Copy the stretch of the Gulf dead zone article from "June 11, 2019" through "disaster reached him.", replacing "disaster" with "crisis".

Study text.
'''

June 11, 2019 — As rain deluged the Midwest this spring, commercial fisherman Ryan Bradley knew it was only a matter of time before the disaster reached him.
All that water falling on all that fertilizer-enriched farmland would soon wend its way through streams and rivers into Bradley’s fishing grounds in the Gulf of Mexico, off the Mississippi coast. The nutrient excess would cause tiny algae to burst into bloom, then die, sink and decompose on the ocean floor — a process that sucks all the oxygen from the water, turning it toxic. Fish would suffocate or flee, leaving Bradley and his fellow fishermen nothing to harvest.
Scientists from the National Oceanic and Atmospheric Administration and Louisiana State University confirmed Bradley’s worst fears in forecasts published Monday, predicting this spring’s record rainfall would produce one of the largest-ever “dead zones” in the Gulf of Mexico. An area the size of New Jersey could become almost entirely barren this summer, posing a threat to marine species — and the fishermen who depend on them.

'''

(Saved entries)
'''

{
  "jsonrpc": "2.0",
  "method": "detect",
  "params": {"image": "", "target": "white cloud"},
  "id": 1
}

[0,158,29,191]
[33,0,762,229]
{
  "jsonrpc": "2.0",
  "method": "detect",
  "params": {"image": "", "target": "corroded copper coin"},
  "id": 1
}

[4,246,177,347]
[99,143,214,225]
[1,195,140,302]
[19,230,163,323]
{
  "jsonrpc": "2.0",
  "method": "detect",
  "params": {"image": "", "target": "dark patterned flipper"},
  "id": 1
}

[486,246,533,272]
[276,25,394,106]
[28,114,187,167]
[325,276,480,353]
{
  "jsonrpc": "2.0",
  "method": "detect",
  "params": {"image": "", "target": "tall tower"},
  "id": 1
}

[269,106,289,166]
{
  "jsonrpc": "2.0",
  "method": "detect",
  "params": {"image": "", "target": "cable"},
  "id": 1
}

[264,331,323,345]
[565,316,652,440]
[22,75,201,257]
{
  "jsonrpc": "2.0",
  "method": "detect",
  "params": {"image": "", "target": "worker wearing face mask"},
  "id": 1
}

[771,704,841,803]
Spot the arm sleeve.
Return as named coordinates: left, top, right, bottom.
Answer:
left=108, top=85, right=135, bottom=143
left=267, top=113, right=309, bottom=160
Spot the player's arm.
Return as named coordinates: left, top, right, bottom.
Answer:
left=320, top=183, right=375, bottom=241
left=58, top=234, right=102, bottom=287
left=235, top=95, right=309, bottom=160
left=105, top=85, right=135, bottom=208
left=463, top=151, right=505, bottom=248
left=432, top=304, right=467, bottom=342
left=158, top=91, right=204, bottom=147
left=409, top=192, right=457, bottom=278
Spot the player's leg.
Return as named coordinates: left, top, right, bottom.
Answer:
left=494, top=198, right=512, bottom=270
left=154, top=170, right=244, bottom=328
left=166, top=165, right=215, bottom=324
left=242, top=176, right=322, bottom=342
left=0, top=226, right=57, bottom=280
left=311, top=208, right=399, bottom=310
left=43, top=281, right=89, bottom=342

'''
'''

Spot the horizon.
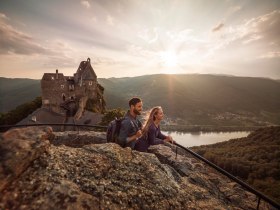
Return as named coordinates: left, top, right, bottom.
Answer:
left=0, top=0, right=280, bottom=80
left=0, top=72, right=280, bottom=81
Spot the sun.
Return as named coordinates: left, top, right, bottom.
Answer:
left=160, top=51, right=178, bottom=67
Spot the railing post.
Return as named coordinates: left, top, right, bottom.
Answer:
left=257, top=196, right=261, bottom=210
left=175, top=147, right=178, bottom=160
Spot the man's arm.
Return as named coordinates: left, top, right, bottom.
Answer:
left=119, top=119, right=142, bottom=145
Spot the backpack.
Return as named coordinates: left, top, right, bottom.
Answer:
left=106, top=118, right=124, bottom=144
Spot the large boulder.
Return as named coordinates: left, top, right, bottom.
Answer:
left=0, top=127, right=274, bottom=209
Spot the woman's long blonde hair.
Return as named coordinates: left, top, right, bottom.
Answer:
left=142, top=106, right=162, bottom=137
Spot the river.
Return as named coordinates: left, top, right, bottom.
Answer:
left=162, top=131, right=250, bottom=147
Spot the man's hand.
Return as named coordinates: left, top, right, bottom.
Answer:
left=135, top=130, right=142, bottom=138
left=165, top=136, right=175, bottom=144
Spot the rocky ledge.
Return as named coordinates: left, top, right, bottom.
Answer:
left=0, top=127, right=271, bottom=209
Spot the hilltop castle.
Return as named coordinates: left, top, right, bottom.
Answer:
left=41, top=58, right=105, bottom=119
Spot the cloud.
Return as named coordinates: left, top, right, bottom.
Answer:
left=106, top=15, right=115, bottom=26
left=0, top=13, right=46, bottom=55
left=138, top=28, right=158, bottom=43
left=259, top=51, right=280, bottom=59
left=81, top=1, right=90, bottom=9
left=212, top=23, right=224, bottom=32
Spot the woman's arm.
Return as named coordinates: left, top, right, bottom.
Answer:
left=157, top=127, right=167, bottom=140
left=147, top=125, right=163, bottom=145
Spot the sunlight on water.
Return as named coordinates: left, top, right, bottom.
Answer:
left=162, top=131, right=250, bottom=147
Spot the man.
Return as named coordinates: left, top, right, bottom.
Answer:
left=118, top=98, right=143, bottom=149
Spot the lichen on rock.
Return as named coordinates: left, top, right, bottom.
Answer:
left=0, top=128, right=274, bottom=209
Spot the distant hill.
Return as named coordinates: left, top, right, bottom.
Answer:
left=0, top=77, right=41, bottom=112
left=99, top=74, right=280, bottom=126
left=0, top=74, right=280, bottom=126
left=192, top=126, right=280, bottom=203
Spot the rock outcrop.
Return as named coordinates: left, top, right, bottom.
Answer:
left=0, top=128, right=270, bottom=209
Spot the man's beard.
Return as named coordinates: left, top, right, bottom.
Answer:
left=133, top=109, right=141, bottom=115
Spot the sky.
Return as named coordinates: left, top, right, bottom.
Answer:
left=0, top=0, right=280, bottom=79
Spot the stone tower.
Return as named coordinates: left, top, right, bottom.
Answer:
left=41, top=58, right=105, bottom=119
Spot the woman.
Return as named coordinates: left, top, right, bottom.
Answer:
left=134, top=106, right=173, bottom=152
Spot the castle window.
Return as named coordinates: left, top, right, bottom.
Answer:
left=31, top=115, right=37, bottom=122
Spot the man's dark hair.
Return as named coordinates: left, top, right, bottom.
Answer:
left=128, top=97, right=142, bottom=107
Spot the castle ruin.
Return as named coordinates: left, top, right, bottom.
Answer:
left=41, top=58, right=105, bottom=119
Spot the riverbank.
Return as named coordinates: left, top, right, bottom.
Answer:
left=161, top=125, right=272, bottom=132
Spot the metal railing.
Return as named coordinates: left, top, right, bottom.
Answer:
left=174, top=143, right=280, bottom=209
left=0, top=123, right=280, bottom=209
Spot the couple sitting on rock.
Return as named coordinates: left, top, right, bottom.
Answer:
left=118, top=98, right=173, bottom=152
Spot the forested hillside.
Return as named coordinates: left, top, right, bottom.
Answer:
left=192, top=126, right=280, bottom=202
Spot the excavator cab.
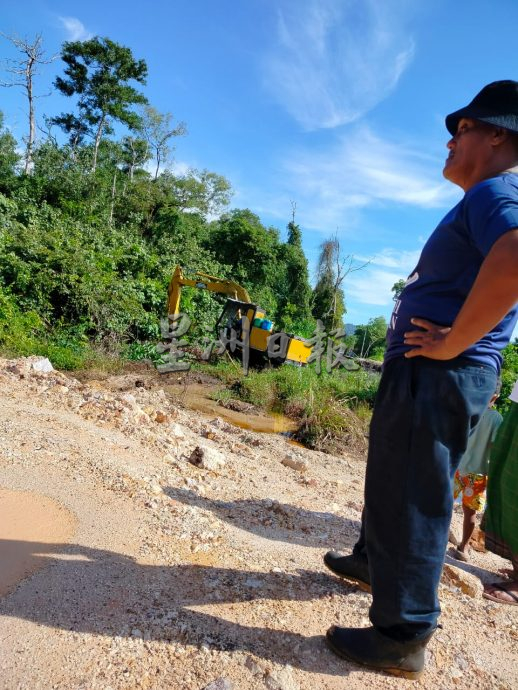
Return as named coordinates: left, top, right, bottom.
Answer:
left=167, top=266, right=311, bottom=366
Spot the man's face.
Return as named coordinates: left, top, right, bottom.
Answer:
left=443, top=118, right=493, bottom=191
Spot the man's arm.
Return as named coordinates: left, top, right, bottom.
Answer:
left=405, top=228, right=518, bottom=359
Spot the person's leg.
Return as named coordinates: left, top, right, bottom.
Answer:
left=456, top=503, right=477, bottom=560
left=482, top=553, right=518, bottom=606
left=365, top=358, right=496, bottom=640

'''
'''

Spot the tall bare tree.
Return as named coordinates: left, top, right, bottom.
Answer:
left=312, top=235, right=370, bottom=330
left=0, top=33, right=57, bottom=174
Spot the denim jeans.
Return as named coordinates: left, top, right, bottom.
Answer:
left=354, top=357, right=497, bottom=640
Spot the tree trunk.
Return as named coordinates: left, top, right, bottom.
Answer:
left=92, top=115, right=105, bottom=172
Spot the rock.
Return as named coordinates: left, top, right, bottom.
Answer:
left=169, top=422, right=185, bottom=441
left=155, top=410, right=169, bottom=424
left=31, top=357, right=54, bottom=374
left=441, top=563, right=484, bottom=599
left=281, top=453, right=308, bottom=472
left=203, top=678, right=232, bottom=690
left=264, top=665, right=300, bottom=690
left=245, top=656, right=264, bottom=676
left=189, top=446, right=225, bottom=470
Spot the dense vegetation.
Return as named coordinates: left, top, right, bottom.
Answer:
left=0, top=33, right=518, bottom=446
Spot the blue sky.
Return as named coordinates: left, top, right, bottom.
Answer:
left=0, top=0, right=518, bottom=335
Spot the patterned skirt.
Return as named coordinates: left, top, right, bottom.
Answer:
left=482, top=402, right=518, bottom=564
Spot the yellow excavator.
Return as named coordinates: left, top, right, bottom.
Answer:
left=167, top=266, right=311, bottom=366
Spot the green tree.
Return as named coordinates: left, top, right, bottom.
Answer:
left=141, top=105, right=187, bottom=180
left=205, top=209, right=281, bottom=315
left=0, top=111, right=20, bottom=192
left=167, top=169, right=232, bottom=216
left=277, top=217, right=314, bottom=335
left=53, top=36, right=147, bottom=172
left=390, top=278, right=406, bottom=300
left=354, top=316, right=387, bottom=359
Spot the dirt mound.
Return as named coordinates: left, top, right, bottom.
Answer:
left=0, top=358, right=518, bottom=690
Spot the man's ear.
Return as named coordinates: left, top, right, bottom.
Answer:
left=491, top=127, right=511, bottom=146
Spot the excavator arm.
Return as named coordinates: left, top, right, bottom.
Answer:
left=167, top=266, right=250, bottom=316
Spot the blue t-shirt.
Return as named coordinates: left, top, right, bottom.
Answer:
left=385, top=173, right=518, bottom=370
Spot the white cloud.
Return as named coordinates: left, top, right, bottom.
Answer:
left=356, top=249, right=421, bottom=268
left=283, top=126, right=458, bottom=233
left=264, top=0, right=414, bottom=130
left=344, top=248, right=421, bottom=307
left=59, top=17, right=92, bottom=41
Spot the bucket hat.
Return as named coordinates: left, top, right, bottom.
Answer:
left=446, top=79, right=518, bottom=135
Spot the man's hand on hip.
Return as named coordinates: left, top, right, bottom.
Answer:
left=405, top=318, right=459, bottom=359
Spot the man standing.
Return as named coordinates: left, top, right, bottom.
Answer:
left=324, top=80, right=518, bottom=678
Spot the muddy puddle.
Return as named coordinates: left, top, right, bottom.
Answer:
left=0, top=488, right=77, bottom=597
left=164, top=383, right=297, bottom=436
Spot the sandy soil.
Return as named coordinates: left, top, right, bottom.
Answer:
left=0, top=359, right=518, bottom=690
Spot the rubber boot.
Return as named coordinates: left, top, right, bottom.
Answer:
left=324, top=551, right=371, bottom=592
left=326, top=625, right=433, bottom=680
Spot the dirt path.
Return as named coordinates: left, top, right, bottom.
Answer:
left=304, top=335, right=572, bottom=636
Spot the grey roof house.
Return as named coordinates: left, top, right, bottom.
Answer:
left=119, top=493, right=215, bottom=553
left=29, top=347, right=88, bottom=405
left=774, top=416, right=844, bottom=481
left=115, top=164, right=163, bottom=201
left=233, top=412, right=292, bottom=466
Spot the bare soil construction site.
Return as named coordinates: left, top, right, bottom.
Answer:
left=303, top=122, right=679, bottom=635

'''

Solution to this task.
June 11, 2019 — As rain deluged the Midwest this spring, commercial fisherman Ryan Bradley knew it was only a matter of time before the crisis reached him.